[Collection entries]
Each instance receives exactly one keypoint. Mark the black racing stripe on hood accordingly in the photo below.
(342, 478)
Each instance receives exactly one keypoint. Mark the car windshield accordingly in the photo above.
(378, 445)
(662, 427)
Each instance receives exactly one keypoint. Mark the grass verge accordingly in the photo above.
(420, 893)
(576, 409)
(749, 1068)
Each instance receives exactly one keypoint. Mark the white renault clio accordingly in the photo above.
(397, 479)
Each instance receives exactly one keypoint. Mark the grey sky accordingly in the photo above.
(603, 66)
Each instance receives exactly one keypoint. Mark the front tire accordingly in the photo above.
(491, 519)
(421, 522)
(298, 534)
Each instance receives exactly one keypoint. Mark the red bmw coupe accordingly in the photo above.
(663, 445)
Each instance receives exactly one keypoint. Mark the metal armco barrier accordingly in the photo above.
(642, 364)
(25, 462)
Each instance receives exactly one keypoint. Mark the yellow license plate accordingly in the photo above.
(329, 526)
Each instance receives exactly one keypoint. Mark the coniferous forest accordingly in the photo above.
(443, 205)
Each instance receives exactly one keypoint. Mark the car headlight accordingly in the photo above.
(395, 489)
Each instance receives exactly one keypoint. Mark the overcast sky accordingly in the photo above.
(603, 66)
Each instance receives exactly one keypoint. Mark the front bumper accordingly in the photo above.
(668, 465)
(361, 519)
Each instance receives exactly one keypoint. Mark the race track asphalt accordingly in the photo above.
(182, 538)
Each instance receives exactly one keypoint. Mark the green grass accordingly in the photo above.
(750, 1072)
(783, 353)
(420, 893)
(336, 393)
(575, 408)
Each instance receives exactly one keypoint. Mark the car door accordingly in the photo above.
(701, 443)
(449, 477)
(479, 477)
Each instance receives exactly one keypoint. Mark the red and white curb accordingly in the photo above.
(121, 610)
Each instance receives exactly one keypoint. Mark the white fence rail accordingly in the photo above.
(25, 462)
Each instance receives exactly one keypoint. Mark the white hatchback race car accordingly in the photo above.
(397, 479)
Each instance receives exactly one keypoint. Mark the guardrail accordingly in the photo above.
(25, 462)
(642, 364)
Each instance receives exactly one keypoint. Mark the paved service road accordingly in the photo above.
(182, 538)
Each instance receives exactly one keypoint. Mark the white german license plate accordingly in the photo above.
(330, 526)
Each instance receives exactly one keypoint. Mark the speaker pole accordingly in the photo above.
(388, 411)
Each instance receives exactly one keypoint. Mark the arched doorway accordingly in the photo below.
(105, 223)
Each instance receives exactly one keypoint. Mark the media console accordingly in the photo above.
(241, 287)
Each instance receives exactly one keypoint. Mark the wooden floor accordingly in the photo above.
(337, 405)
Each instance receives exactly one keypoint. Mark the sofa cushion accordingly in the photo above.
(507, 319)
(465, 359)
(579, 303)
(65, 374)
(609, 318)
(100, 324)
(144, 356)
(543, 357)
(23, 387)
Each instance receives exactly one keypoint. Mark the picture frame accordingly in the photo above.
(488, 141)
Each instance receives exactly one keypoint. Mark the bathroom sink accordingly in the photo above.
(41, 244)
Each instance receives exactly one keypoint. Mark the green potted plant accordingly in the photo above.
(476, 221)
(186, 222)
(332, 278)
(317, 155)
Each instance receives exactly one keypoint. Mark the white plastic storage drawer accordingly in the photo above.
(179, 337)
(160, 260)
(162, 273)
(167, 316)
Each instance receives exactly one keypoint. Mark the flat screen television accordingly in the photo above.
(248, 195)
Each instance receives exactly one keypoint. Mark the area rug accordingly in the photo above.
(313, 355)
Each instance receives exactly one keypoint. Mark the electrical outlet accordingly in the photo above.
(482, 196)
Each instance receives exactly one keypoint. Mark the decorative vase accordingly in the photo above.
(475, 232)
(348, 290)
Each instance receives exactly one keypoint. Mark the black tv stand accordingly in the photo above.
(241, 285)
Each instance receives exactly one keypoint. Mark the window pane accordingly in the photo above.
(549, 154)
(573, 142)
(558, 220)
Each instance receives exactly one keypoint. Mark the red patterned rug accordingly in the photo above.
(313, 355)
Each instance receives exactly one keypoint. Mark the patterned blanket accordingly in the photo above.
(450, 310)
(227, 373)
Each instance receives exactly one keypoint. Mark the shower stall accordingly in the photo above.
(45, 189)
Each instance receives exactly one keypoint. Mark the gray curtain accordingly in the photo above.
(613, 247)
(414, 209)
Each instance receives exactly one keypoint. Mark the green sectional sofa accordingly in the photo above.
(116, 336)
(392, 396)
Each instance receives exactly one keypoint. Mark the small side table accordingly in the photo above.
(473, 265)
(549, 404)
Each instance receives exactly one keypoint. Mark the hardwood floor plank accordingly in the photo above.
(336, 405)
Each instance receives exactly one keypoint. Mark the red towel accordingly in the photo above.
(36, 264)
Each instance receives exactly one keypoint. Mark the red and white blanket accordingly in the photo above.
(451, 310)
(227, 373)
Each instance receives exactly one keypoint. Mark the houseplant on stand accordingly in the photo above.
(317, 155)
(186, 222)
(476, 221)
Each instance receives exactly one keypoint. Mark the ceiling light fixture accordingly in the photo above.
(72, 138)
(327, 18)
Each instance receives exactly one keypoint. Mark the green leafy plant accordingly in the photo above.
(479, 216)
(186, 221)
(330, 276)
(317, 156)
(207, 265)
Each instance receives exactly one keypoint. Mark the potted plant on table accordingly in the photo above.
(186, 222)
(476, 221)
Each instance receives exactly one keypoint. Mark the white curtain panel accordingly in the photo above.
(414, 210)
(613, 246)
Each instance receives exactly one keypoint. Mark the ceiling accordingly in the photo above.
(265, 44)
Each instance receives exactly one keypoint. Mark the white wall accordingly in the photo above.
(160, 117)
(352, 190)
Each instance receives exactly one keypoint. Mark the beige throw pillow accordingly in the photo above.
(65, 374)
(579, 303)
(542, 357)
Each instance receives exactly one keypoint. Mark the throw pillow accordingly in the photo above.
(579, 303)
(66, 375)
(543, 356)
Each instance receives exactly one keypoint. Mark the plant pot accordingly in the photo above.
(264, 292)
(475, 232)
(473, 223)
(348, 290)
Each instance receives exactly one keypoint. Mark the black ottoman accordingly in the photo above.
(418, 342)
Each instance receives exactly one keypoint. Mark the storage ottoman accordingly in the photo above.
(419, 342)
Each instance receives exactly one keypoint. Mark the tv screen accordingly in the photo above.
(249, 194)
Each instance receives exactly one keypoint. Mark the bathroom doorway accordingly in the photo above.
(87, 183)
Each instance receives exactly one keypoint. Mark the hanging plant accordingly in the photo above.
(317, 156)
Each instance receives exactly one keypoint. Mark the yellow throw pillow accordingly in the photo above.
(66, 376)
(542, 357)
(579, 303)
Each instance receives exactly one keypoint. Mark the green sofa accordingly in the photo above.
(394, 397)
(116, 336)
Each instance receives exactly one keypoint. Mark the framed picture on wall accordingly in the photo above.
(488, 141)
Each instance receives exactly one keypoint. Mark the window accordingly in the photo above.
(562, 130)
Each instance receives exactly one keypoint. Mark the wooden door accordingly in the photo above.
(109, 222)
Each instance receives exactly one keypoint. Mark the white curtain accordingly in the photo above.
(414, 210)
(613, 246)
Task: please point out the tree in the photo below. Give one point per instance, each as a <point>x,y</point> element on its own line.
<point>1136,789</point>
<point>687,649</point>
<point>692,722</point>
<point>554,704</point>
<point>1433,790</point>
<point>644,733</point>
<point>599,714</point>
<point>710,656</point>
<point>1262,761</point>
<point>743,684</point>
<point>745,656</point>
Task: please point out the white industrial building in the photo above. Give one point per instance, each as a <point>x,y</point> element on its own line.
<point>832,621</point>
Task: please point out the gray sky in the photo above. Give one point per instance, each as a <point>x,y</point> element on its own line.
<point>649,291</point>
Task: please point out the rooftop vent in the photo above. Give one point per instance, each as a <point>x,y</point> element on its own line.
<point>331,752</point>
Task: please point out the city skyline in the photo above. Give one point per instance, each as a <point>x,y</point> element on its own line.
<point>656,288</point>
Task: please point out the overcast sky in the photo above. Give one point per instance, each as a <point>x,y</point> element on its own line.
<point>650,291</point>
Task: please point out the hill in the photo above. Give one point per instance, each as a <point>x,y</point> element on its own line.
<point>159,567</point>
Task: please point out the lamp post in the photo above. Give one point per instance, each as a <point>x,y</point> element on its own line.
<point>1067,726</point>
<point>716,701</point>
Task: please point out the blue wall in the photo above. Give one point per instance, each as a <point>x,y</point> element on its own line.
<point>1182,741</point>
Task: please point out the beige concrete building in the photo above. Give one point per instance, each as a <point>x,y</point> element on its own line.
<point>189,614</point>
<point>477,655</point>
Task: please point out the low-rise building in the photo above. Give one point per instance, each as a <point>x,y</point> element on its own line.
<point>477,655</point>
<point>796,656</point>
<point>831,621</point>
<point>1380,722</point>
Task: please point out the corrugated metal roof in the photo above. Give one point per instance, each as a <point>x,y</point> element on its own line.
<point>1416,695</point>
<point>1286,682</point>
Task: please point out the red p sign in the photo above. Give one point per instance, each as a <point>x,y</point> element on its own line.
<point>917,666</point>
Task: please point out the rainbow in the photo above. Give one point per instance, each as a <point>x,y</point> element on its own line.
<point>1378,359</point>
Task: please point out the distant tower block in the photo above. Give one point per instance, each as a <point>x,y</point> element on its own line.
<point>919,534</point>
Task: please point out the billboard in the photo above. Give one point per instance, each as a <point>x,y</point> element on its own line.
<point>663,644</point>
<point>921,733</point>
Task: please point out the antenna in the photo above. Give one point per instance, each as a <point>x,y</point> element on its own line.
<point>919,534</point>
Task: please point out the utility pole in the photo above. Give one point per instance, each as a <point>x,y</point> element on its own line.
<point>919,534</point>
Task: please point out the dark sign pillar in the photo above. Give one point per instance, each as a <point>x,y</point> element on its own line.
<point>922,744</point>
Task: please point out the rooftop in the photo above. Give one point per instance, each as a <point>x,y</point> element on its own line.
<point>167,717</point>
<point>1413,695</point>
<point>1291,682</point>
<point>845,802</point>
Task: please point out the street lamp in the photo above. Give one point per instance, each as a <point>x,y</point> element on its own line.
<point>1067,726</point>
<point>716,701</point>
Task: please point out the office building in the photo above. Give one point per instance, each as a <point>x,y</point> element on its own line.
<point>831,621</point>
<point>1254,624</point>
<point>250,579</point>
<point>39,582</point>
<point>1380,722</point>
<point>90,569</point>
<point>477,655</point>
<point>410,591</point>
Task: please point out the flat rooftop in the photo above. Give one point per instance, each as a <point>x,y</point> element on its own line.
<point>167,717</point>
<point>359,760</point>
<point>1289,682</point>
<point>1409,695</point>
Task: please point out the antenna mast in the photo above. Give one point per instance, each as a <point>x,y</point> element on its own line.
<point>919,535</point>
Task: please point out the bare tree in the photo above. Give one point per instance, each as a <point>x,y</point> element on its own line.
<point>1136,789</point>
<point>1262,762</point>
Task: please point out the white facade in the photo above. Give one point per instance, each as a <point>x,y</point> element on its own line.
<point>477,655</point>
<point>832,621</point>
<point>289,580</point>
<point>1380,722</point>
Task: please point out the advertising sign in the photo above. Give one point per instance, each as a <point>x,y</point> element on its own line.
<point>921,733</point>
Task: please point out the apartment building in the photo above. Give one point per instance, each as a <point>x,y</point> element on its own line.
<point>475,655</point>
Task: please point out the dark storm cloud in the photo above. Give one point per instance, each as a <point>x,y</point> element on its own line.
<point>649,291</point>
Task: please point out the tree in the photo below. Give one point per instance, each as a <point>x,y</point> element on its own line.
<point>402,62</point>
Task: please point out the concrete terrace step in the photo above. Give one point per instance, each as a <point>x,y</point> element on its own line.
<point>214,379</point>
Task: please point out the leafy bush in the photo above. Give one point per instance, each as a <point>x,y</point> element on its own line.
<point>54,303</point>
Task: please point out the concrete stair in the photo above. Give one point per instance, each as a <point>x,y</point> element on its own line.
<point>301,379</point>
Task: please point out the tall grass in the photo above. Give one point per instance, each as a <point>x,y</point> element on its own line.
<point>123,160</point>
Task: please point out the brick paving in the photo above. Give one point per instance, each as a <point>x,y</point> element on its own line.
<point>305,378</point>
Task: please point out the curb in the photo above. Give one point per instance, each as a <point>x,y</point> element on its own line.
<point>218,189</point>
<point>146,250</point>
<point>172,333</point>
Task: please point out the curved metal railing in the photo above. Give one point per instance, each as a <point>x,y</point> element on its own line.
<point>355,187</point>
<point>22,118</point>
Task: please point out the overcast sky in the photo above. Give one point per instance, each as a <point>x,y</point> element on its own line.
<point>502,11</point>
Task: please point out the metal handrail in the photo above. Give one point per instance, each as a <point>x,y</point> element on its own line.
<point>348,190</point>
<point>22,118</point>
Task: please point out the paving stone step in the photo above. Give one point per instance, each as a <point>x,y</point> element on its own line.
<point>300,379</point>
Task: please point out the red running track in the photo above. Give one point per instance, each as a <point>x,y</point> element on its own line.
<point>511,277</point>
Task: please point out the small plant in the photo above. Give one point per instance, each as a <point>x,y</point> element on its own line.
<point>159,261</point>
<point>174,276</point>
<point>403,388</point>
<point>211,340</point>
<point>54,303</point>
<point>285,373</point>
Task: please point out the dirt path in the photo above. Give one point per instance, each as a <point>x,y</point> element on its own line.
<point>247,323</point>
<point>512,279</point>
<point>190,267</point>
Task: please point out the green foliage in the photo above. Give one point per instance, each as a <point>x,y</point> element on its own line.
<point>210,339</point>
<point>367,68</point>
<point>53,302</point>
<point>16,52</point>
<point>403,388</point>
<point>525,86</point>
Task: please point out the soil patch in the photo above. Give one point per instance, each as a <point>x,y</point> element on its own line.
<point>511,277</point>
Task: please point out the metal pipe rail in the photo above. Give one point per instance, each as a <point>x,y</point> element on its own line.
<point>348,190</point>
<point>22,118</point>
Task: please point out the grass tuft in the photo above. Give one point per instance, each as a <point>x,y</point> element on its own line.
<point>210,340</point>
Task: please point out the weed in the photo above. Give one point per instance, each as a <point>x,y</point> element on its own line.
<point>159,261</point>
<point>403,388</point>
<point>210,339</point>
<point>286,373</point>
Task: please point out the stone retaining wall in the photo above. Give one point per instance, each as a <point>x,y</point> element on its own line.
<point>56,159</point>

Set task -
Retype the rows from the line containing "white curtain accordingly in the photo above." through the line containing "<point>331,752</point>", keeping every character the same.

Answer -
Each instance receives exactly one keypoint. Mark the white curtain accordingly in the photo above.
(414, 210)
(613, 246)
Task: please point out the tree in the photo below. Give one point per instance, each as a <point>x,y</point> element on its own line.
<point>1136,789</point>
<point>687,649</point>
<point>692,722</point>
<point>554,704</point>
<point>1433,790</point>
<point>644,733</point>
<point>599,714</point>
<point>710,656</point>
<point>1262,761</point>
<point>743,684</point>
<point>745,656</point>
Task: please point out the white industrial building in the photo above. Give one point per instance, each as a <point>x,y</point> element on its own line.
<point>832,621</point>
Task: please point out the gray sky in the photo above. Give one point per instance, each as a <point>x,y</point> element on its own line.
<point>649,291</point>
Task: please point out the rooftop vent in the photo above. Give one point per instance, each as a <point>x,y</point> element on its own line.
<point>331,752</point>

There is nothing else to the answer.